### Stored data entries
┄┄┄┄┄┄

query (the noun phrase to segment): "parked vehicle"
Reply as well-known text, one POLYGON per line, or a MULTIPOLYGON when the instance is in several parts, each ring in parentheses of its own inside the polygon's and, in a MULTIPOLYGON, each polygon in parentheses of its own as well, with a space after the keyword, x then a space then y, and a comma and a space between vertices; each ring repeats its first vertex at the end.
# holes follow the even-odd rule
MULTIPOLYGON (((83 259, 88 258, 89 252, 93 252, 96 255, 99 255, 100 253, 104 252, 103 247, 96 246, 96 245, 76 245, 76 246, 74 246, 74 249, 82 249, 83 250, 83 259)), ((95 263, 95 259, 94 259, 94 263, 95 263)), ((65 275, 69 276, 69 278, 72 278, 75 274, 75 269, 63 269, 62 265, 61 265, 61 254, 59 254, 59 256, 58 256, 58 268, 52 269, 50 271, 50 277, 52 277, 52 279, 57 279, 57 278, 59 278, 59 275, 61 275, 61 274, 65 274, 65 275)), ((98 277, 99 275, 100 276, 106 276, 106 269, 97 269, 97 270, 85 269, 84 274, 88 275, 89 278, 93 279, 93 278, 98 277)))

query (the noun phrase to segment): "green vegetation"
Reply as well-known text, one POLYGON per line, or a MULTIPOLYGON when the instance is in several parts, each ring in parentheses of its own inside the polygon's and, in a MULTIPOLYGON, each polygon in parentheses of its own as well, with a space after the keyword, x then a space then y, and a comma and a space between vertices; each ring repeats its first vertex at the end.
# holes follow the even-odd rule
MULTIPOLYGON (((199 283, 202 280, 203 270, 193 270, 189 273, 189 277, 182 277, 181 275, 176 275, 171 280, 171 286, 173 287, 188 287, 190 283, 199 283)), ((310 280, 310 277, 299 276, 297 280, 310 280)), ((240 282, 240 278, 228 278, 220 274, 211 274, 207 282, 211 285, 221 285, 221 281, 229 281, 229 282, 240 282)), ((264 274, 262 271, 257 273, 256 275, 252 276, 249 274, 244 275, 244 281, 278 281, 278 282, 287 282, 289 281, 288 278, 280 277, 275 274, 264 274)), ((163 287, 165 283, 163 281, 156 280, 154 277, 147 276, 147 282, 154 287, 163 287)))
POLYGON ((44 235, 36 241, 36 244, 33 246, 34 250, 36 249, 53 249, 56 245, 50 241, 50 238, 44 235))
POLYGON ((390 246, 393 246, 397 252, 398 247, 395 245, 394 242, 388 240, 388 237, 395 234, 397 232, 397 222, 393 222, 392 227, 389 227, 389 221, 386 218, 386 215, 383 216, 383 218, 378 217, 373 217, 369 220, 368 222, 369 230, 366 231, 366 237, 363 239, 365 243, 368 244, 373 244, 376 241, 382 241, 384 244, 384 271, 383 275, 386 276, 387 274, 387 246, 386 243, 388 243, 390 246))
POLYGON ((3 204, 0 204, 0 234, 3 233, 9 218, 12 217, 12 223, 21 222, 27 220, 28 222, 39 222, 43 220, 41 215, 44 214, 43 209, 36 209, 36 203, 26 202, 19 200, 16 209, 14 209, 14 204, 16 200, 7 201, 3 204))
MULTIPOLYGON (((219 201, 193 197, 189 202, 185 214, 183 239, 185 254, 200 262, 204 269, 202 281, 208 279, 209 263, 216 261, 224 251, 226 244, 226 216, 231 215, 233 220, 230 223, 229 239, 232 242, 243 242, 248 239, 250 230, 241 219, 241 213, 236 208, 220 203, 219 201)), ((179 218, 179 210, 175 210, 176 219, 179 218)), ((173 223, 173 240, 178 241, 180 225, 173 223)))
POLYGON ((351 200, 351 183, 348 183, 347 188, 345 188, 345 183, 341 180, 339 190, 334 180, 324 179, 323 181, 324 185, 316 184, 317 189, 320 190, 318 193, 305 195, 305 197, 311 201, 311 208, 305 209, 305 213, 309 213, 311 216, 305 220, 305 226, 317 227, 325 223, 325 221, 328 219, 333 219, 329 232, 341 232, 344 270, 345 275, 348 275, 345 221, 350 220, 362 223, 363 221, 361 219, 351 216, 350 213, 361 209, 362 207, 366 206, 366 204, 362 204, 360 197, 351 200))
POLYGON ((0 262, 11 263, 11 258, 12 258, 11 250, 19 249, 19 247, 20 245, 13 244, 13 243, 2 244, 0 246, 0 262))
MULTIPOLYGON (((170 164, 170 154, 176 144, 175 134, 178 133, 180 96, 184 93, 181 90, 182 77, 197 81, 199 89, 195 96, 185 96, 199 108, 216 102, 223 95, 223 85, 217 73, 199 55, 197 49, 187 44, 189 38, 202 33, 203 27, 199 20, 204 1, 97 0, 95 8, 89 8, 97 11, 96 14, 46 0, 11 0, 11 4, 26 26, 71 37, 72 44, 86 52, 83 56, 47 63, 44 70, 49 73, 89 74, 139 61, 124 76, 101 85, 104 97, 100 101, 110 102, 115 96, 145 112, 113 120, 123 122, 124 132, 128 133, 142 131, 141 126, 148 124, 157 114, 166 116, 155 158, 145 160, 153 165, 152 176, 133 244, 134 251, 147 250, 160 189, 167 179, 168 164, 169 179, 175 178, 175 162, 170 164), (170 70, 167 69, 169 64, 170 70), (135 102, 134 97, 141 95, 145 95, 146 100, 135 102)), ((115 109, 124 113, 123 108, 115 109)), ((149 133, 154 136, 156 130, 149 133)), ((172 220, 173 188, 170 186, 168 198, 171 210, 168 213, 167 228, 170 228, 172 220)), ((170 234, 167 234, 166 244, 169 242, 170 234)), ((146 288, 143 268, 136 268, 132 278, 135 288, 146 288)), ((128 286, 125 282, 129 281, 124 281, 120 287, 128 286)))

┄┄┄┄┄┄

### To do
Reproduce every row above word for word, changing nothing.

### Result
query (the noun phrase to segment): "parked vehicle"
Reply as well-known text, one POLYGON per line, or a MULTIPOLYGON when the instance is in several parts, each ring in parentheses of its own inside the polygon's and, in a MULTIPOLYGON, each polygon in parentheses of its own as well, with a space after the keyword, x then a space then y, and a comma and a space between vertices; each ring repeats its first vertex at the end.
# holes follow the even-odd rule
MULTIPOLYGON (((83 259, 88 258, 89 252, 93 252, 96 255, 99 255, 100 253, 104 252, 103 247, 96 246, 96 245, 76 245, 76 246, 74 246, 74 249, 82 249, 83 250, 83 259)), ((95 263, 95 259, 94 259, 94 263, 95 263)), ((65 275, 69 276, 69 278, 72 278, 75 274, 75 269, 63 269, 62 265, 61 265, 61 254, 59 254, 59 256, 58 256, 58 268, 52 269, 50 271, 50 277, 52 277, 52 279, 57 279, 57 278, 59 278, 59 275, 61 275, 61 274, 65 274, 65 275)), ((98 277, 99 275, 100 276, 106 276, 106 269, 97 269, 97 270, 85 269, 84 274, 88 275, 89 278, 93 279, 93 278, 98 277)))

query (the noun phrase to segment): "green vegetation"
Reply as well-known text, one POLYGON per line, or a MULTIPOLYGON when the instance is in several parts, each ring in parentheses of its own inside the polygon's and, in a MULTIPOLYGON, each polygon in parentheses of its own as well, with a space after the keyword, x then a space then y, and a comma and a space between vertices; each ring repeats its first vertex at the end.
# holes follow the even-odd rule
MULTIPOLYGON (((199 283, 202 280, 203 270, 193 270, 189 273, 189 277, 182 277, 181 275, 176 275, 171 280, 171 286, 173 287, 188 287, 190 283, 199 283)), ((310 280, 310 277, 299 276, 297 280, 310 280)), ((240 282, 240 278, 228 278, 220 274, 211 274, 207 282, 211 285, 221 285, 221 281, 229 281, 229 282, 240 282)), ((264 274, 262 271, 257 273, 256 275, 252 276, 249 274, 244 275, 244 281, 278 281, 278 282, 287 282, 289 281, 288 278, 280 277, 275 274, 264 274)), ((163 287, 165 283, 163 281, 156 280, 154 277, 147 276, 147 282, 154 287, 163 287)))
POLYGON ((44 235, 36 241, 36 244, 33 246, 34 250, 36 249, 53 249, 56 245, 50 241, 50 238, 44 235))
POLYGON ((390 246, 393 246, 397 252, 398 247, 395 245, 394 242, 388 240, 388 237, 395 234, 397 232, 397 222, 393 222, 392 227, 389 227, 389 221, 386 218, 386 215, 383 216, 383 218, 378 217, 373 217, 369 220, 368 222, 369 230, 366 231, 366 237, 363 239, 365 243, 368 244, 373 244, 376 241, 382 241, 384 244, 384 271, 383 275, 386 276, 387 274, 387 246, 386 243, 388 243, 390 246))
POLYGON ((3 204, 0 204, 0 234, 3 233, 9 218, 12 217, 12 223, 21 222, 27 220, 28 222, 39 222, 43 220, 41 215, 44 214, 43 209, 36 209, 36 203, 26 202, 19 200, 16 209, 14 209, 14 204, 16 200, 7 201, 3 204))
MULTIPOLYGON (((219 201, 193 197, 189 202, 185 214, 183 239, 185 254, 200 262, 204 269, 202 281, 208 279, 209 263, 216 261, 224 251, 226 244, 226 216, 231 215, 233 220, 230 223, 229 239, 232 242, 243 242, 248 239, 250 230, 241 219, 241 213, 236 208, 220 203, 219 201)), ((179 218, 179 210, 175 210, 176 219, 179 218)), ((173 223, 173 240, 178 241, 180 225, 173 223)))
POLYGON ((351 200, 351 183, 348 183, 347 188, 345 188, 345 183, 341 180, 339 190, 334 180, 324 179, 323 181, 324 185, 316 184, 317 189, 320 190, 318 193, 305 195, 305 197, 311 201, 311 208, 305 209, 305 213, 309 213, 311 216, 305 220, 305 226, 317 227, 325 223, 325 221, 328 219, 333 219, 329 232, 341 232, 344 270, 345 275, 348 275, 345 221, 350 220, 362 223, 363 221, 361 219, 351 216, 350 213, 361 209, 362 207, 366 206, 366 204, 362 204, 360 197, 351 200))
POLYGON ((0 262, 11 263, 11 258, 12 258, 11 250, 19 249, 19 247, 20 245, 13 244, 13 243, 2 244, 0 246, 0 262))
MULTIPOLYGON (((170 164, 170 154, 176 144, 175 134, 178 133, 180 96, 184 93, 181 90, 182 77, 197 81, 199 89, 195 96, 185 96, 199 108, 216 102, 223 95, 223 85, 217 73, 199 55, 197 49, 187 44, 189 38, 202 33, 203 27, 199 20, 204 1, 97 0, 95 8, 89 8, 97 11, 96 14, 46 0, 11 0, 11 4, 26 26, 71 37, 72 44, 86 52, 83 56, 47 63, 44 70, 49 73, 89 74, 139 61, 124 76, 101 85, 104 97, 100 101, 110 102, 115 96, 145 112, 113 120, 123 122, 124 132, 128 133, 142 131, 141 126, 148 124, 157 114, 166 116, 155 158, 145 160, 153 165, 152 176, 133 244, 134 251, 147 250, 160 189, 167 179, 168 164, 169 179, 175 178, 175 162, 170 164), (170 70, 167 69, 169 64, 170 70), (135 102, 134 97, 141 95, 145 95, 146 100, 135 102)), ((115 109, 124 113, 123 108, 115 109)), ((149 133, 154 136, 156 130, 149 133)), ((172 220, 173 188, 170 186, 168 198, 171 210, 168 213, 167 228, 170 228, 172 220)), ((170 234, 167 234, 166 244, 169 242, 170 234)), ((146 288, 143 268, 136 268, 132 278, 135 288, 146 288)), ((128 286, 125 282, 129 281, 124 281, 120 287, 128 286)))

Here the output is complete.